— Work required —
Please copy the rows that follow, line for line, with nothing changed.

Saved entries
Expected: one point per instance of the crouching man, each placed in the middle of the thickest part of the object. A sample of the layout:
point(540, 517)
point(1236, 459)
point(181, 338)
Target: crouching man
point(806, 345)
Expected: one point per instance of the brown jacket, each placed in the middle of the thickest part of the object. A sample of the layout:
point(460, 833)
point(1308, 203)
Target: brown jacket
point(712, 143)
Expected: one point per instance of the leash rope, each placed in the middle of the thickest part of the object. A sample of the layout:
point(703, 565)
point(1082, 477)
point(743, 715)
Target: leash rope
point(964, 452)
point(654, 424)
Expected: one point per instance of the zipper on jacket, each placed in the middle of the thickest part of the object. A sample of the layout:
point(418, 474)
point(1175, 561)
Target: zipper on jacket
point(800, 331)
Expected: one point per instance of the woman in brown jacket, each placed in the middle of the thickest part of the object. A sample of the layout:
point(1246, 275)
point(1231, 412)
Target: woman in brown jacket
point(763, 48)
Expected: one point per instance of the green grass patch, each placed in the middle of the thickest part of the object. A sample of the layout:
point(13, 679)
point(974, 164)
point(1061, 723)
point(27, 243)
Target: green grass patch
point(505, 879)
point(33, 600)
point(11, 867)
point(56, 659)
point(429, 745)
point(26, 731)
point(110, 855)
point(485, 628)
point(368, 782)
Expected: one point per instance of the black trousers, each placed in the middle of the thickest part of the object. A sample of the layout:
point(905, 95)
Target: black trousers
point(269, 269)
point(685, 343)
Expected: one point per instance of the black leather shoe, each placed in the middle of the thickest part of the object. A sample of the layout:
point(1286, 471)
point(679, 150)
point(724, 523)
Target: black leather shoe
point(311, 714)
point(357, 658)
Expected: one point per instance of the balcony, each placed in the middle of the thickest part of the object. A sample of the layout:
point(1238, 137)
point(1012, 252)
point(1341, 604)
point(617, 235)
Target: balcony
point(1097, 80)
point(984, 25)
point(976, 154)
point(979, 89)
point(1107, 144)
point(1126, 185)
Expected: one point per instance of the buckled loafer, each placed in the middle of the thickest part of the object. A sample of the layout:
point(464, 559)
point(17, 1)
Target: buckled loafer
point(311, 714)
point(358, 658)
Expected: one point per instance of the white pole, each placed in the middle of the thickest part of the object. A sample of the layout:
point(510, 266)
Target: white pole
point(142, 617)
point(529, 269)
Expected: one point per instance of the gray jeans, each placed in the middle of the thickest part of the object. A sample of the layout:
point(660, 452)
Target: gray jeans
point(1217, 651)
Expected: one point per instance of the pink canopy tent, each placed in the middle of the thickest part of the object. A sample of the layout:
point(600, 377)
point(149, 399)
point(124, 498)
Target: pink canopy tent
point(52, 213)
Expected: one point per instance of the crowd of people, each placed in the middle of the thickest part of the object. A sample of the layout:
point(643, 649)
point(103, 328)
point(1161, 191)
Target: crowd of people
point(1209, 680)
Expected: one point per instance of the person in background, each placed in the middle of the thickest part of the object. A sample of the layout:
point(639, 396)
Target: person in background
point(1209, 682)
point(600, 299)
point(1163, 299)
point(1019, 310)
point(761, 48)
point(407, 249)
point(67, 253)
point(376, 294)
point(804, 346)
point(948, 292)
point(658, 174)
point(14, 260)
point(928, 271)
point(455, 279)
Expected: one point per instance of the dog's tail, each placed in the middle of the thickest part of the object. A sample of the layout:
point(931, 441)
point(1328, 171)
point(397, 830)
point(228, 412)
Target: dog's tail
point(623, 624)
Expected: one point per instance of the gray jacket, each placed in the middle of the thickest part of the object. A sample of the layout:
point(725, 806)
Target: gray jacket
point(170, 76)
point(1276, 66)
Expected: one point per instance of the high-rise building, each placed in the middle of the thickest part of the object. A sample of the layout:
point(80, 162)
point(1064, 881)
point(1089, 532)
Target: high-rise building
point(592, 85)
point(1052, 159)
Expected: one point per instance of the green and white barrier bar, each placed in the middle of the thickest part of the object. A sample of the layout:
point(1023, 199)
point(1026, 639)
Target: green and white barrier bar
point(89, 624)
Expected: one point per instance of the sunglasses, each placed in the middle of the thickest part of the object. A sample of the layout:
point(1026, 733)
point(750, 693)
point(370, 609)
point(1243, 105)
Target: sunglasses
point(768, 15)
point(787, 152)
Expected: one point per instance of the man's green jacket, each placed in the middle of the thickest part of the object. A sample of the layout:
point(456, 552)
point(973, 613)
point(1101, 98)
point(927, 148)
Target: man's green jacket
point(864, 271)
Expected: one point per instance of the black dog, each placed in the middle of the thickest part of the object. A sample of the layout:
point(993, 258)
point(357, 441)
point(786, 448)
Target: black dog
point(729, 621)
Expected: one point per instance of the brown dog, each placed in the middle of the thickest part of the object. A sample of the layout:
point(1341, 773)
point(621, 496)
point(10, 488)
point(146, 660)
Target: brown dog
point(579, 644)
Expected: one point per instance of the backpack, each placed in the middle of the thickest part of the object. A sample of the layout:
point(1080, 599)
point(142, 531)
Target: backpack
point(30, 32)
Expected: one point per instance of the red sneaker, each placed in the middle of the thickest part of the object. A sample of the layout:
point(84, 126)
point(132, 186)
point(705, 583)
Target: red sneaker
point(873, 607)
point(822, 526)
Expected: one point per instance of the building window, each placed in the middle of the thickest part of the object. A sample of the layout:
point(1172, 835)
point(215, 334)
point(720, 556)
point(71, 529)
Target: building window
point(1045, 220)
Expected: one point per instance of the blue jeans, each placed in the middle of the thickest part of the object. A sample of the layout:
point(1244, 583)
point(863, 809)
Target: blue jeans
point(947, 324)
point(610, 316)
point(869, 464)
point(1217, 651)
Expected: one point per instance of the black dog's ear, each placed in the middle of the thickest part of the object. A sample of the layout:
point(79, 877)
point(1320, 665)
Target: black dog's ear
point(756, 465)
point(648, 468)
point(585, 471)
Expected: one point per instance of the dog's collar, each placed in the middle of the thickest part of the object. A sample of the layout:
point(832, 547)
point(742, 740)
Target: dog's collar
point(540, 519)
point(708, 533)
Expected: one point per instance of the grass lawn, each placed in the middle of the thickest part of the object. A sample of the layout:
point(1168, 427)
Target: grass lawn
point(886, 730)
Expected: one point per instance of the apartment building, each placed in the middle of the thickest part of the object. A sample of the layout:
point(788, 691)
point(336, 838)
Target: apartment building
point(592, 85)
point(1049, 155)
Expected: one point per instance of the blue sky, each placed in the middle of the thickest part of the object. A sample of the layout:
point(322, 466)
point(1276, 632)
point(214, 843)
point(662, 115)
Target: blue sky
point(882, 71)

— Right answer —
Expected: one point per instance of the crouching man, each placed in the middle of the thickest part of the object. A sample of the layout:
point(540, 517)
point(1236, 459)
point(181, 338)
Target: crouching man
point(806, 345)
Expected: one point per instance of the brown jacket, each placed in the middle of the thickest part of the object. A sample of the layout:
point(460, 833)
point(1308, 203)
Target: brown jacket
point(712, 143)
Expected: one point per instance of the leash rope, each placed in the middle of the thickest part of the object. A sample of the layout:
point(703, 565)
point(1082, 477)
point(743, 715)
Target: leash rope
point(964, 452)
point(654, 424)
Expected: one point per instance of the zipper on jacket, each placed in the middle of the thickest part of the object. A sample of the layout:
point(418, 474)
point(1175, 561)
Target: zipper on jacket
point(800, 331)
Expected: one point per instance of the woman in brown jacket, each placed in the middle of the thickest part of the object. A sample of the layout:
point(1246, 275)
point(1231, 412)
Target: woman in brown jacket
point(763, 48)
Expected: one point per instance of the green grass patch, each placed in the middle of the thickest part of the object. A sample of the layout:
point(13, 679)
point(974, 164)
point(1061, 723)
point(27, 243)
Target: green grass patch
point(505, 879)
point(33, 600)
point(11, 867)
point(56, 659)
point(429, 745)
point(26, 731)
point(110, 855)
point(485, 628)
point(368, 782)
Expected: one point per instance of the black trousers, each placed in the middle of the thickest part of the object. A sample of the layout:
point(905, 95)
Target: black trousers
point(269, 269)
point(685, 343)
Expected: one point per instance of the black leather shoe, each placed in the middle of the thickest part of the object. A sample of the layout:
point(1286, 471)
point(679, 150)
point(724, 523)
Target: black leather shoe
point(311, 714)
point(357, 658)
Expected: one point per instance of the balcony, each placed in the middle of the thickest part of the object. A sample of the layout:
point(1238, 137)
point(1012, 252)
point(1341, 604)
point(617, 235)
Target: balcony
point(1097, 80)
point(984, 25)
point(976, 154)
point(979, 89)
point(1107, 144)
point(1126, 185)
Expected: one point per instance of the buckled loafer, each placed in the middle of the thickest part of the object. A sample of the layout:
point(464, 559)
point(17, 1)
Target: buckled loafer
point(311, 714)
point(358, 658)
Expected: one point per instance of the white pole, each placed in the middle of the thickest part of the object. A sample of the layout:
point(510, 266)
Target: white pole
point(142, 617)
point(529, 269)
Expected: one point per instance of the gray jeans, each placed in the middle of the thickest part of the object. A sample of the layout:
point(660, 452)
Target: gray jeans
point(1217, 651)
Expected: one point per instance of the pink canopy tent, each placed in the middle of the thickest part of the object. A sample of the layout:
point(600, 377)
point(149, 399)
point(124, 498)
Target: pink canopy tent
point(52, 213)
Expected: one point per instance of the crowd of people, each placed in the middle of the thickest part of the object. A sample of the layout:
point(643, 649)
point(103, 328)
point(1161, 191)
Target: crowd of people
point(1209, 680)
Expected: one point per instance of the person in background, each placed in the middle of the thickest part of the object. A sample of the layout:
point(639, 396)
Target: person in background
point(1209, 682)
point(600, 299)
point(1163, 299)
point(1019, 310)
point(761, 48)
point(407, 249)
point(67, 253)
point(376, 294)
point(804, 346)
point(948, 292)
point(658, 174)
point(14, 260)
point(928, 271)
point(455, 279)
Expected: one point per instance of the dog's tail, each placed in the middle of the thickest part of the object. A sample of the layout:
point(931, 441)
point(1328, 171)
point(397, 830)
point(228, 412)
Target: dog's tail
point(623, 624)
Expected: one point per instance of the gray jacket, each placed in the middle of the thickest part of the object. A sample of the layout:
point(725, 806)
Target: gray jacket
point(170, 76)
point(1276, 66)
Expected: one point per instance of the high-rise building, each placed in the middle of the thickest part of the object. A sample of the layout:
point(80, 162)
point(1064, 881)
point(1089, 532)
Target: high-rise building
point(592, 85)
point(1052, 159)
Expected: one point per instance of the green and white barrier bar, each placed in the middle of the thickest part of the object. A sample of the layout:
point(1023, 199)
point(1026, 639)
Target: green and white barrier bar
point(89, 624)
Expected: one point per instance of the sunglasses, each placed in the middle of the thickest part of the object. A sample of the layout:
point(1026, 733)
point(750, 693)
point(370, 609)
point(1243, 105)
Target: sunglasses
point(768, 15)
point(787, 152)
Expected: one point per instance of the man's green jacket, each placed in the middle of the thickest part of the object. A sample of the layout:
point(456, 552)
point(973, 613)
point(1101, 98)
point(927, 148)
Target: man's green jacket
point(864, 271)
Expected: one point per instance of the black dog, each placed in the middle of the thickest part of the object. A sample of the layout:
point(993, 258)
point(357, 441)
point(786, 448)
Target: black dog
point(729, 621)
Expected: one point per instance of the brown dog, each placed in the middle of the thickest part of the object. A sample of the layout:
point(1341, 773)
point(621, 496)
point(10, 488)
point(146, 660)
Target: brown dog
point(579, 644)
Expected: one point per instance of the backpack, each placed in the middle of the thickest part of the object. A sample of the layout:
point(1080, 599)
point(142, 531)
Target: backpack
point(30, 32)
Expected: one point per instance of the red sneaker, each placed in the middle of the thickest part of the object. A sample of the layout:
point(84, 126)
point(132, 186)
point(705, 583)
Target: red sneaker
point(873, 607)
point(822, 526)
Expected: one point per instance of the building window, each placed in the middle of the thickest part of the object. A sample of the layout:
point(1172, 835)
point(215, 334)
point(720, 556)
point(71, 529)
Target: building window
point(1045, 220)
Expected: one point per instance of the blue jeans, each placed in the middle of the thickest part of the object. A sample of the layout:
point(1244, 583)
point(863, 809)
Target: blue jeans
point(947, 324)
point(610, 316)
point(869, 464)
point(1217, 651)
Expected: one point per instance of the black dog's ear, each placed in the middle of the thickest part of the object. A sample of the layout:
point(79, 877)
point(1320, 665)
Target: black dog's ear
point(756, 465)
point(648, 468)
point(585, 471)
Expected: one point per instance of the dog's collar, each placed in the middle of the thickest part of the object. A sample of the layout:
point(832, 547)
point(742, 740)
Target: dog's collar
point(540, 519)
point(708, 533)
Expected: one point per instance of the grass lawn, each placed in the middle of the thickest part of the object. A sample of the layout:
point(1168, 427)
Target: grass lawn
point(886, 730)
Expected: one point per instance of the apartment building, each placed in the middle of the thickest part of the object. A sample of the layout:
point(788, 691)
point(336, 838)
Target: apartment building
point(592, 85)
point(1049, 155)
Expected: one point per instance of the blue sky, each placed in the middle of the thickest part of the object. A sample of the layout:
point(322, 466)
point(1276, 632)
point(214, 843)
point(662, 115)
Target: blue sky
point(882, 71)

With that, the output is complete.